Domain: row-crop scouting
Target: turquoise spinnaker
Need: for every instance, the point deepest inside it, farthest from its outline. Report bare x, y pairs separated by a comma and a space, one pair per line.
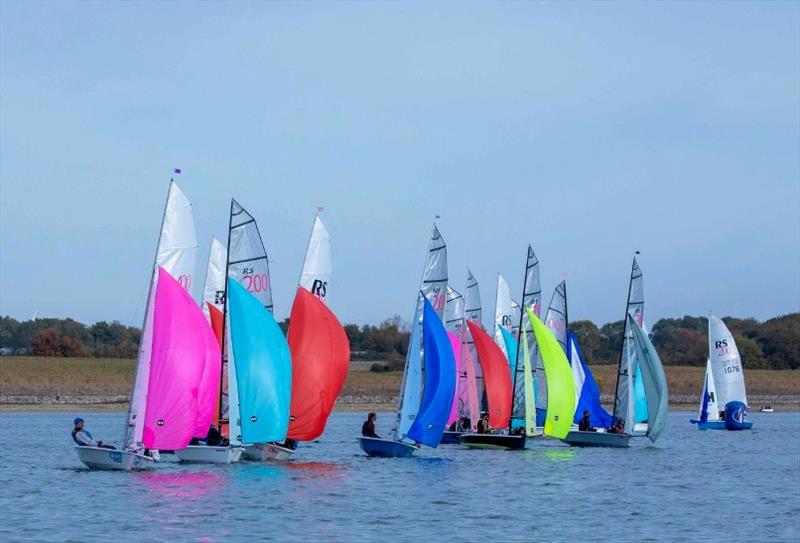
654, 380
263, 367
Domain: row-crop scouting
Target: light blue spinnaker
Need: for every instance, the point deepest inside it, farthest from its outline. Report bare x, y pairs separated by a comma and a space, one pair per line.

########################################

**What the task requires**
Return every item above verbatim, line for line, with the pictures left out.

**Final answer**
Domain: row-crop scouting
Target: turquoise spinnaker
Need: for every instance, the point deepest inside it, farthest from its outline. Report bare x, y pairs separated by a comma and a space, one pair per line.
654, 380
263, 367
Domain: row-crop scouting
Target: light blue spinnaker
Need: for every instance, the point deepest inside it, farthest from its outline. Report bare x, y pairs separated by a comma and a space, one pair per line.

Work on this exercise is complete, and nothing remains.